» **TASK STATEMENT**
Among the entries below, find all lines that include "setting" and copy them.

--- GIVEN RECORDS Enclosed Below ---

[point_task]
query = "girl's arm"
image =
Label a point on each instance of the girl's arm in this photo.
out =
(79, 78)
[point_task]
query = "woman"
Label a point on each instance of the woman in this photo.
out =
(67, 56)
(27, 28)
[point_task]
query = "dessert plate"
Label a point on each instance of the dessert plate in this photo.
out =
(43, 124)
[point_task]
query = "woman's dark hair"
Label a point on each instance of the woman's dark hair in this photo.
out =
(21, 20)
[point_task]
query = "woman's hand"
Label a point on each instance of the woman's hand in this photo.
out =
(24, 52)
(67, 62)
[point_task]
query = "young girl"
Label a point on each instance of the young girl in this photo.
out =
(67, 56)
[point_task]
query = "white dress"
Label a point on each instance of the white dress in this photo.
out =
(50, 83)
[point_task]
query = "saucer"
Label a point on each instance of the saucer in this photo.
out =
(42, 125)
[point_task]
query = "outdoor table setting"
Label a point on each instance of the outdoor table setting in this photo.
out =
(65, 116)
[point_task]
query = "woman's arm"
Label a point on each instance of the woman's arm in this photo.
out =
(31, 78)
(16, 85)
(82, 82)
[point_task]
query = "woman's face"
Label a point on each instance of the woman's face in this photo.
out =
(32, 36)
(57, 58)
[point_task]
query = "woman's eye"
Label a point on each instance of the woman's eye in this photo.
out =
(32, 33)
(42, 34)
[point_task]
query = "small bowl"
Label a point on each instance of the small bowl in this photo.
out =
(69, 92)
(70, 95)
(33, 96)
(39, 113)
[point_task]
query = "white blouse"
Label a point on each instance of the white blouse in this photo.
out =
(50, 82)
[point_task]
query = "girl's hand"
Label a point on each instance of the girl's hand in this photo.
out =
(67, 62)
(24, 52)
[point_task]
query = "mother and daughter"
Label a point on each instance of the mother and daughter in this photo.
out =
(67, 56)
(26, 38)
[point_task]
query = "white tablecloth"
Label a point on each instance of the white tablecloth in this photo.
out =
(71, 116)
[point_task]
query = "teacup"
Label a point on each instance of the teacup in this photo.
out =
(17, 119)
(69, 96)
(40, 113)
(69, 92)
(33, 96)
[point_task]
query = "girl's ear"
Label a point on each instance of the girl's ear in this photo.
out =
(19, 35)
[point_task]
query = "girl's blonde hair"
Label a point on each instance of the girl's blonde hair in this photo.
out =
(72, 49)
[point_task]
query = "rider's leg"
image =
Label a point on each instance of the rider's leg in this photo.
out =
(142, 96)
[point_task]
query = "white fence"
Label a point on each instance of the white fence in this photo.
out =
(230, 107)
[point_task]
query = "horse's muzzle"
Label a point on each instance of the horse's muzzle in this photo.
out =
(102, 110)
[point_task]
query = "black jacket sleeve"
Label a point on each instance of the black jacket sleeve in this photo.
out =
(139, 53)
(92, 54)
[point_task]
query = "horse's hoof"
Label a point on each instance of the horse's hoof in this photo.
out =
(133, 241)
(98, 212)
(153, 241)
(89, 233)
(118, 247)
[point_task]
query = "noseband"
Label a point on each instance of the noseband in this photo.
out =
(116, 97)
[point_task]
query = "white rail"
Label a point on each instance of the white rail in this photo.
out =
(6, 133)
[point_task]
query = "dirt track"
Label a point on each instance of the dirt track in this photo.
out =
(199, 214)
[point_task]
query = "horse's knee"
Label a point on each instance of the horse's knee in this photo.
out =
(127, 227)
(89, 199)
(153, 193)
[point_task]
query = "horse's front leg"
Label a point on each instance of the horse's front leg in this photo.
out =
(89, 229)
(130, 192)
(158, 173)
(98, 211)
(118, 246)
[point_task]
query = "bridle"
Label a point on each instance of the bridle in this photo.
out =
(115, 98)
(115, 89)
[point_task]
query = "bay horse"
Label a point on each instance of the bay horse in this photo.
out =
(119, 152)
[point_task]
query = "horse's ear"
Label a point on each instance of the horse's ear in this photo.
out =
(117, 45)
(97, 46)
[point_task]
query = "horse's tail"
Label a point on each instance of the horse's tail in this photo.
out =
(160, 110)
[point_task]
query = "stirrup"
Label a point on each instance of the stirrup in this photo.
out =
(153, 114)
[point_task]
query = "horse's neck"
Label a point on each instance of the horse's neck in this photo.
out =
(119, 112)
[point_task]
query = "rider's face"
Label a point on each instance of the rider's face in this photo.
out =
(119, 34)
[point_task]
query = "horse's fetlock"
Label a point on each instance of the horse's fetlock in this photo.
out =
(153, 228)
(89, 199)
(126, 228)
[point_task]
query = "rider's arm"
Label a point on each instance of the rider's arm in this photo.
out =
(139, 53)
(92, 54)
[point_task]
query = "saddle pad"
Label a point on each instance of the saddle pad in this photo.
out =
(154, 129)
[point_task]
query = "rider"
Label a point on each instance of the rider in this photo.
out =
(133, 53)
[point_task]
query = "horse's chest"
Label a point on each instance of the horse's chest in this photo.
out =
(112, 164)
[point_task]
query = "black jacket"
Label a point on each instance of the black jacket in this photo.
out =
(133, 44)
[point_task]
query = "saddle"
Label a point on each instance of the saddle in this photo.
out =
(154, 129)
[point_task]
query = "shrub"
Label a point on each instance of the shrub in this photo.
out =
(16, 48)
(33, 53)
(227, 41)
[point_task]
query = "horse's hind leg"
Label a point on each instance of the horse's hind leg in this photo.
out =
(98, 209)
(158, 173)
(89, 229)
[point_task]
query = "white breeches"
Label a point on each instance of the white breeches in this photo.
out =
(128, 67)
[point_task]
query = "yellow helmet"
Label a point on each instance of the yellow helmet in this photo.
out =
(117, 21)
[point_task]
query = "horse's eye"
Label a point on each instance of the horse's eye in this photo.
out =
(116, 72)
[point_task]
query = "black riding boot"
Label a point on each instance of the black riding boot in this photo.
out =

--- End of Enclosed GIVEN RECORDS ---
--- GIVEN RECORDS Enclosed Below ---

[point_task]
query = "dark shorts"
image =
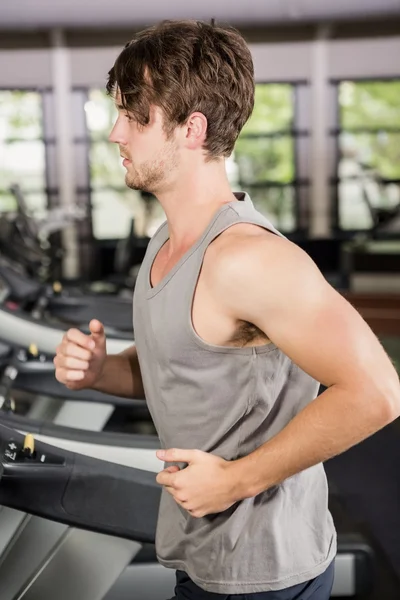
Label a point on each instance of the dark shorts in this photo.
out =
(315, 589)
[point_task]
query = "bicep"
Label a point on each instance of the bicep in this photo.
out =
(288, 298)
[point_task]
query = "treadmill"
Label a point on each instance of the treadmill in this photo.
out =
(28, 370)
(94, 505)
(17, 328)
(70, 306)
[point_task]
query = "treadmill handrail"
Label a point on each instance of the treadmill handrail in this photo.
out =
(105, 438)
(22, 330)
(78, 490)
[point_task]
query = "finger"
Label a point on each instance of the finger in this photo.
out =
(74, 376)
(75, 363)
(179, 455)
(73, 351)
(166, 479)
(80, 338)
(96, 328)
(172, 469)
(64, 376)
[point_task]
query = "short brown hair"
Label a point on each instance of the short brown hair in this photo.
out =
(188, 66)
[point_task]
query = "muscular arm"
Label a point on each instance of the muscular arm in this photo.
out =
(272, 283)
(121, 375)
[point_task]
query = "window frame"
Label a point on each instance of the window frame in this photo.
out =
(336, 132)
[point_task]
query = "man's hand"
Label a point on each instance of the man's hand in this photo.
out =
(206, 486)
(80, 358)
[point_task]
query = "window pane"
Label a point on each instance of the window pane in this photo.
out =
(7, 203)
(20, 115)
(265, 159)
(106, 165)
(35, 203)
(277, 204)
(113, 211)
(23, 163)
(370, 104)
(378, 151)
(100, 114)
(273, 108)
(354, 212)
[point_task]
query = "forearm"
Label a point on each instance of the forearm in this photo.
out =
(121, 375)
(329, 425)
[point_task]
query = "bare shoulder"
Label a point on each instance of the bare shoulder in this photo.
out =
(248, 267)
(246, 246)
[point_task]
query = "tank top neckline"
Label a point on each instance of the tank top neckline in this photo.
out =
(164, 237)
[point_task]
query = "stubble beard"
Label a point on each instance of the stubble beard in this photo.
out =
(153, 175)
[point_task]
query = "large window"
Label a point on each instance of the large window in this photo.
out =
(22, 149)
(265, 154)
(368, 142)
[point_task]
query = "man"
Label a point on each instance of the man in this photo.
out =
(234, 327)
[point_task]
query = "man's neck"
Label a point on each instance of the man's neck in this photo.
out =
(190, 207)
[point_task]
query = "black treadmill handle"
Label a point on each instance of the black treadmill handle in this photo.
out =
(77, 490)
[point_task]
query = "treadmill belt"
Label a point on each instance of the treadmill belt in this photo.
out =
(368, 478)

--- End of Enclosed GIVEN RECORDS ---

» **TASK OUTPUT**
query = "outdoor table setting"
Label a point on each instance of the outdoor table setting in this photo.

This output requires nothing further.